* _EXTRACTED TEXT_
◇ ◇ ◇

With the advances in technology now, there are many ways of staying connected. You can call, message, and use social media platforms such as Facebook or Instagram to contact them. Asking a simple, “how are you?” can let them know that they are not alone in their struggles.
3. Be flexible.
If trying to arrange a meet-up with them, take into consideration their needs and try to accommodate where you can. For eg. Visiting each other’s houses instead of going out so they can keep an eye on their children more easily; going to a location nearer or more familiar for them. Take the initiative to make an offer rather than wait for them to reach out so they don’t feel bad about “putting you out”. Also, try to be understanding if they, on occasion, “flake out” on a scheduled outing with you because their special needs child was having a particularly bad day.
4. Encourage your child to play with theirs.

◇ ◇ ◇

* _EXERCISES_
1/ Write out the passage on supporting parents of special needs children word for word, starting with "3. Be flexible." and going on through "play with theirs.".
2/ According to the passage on supporting parents of special needs children, what can asking a simple "how are you?" let them know?

* _INFORMATION SUPPLIED_
◇ ◇ ◇

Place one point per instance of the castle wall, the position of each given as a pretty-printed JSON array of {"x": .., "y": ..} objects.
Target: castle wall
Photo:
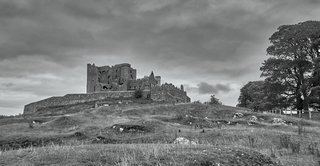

◇ ◇ ◇

* _TASK-BY-TASK RESULTS_
1/
3. Be flexible.
If trying to arrange a meet-up with them, take into consideration their needs and try to accommodate where you can. For eg. Visiting each other’s houses instead of going out so they can keep an eye on their children more easily; going to a location nearer or more familiar for them. Take the initiative to make an offer rather than wait for them to reach out so they don’t feel bad about “putting you out”. Also, try to be understanding if they, on occasion, “flake out” on a scheduled outing with you because their special needs child was having a particularly bad day.
4. Encourage your child to play with theirs.

2/ That they are not alone in their struggles.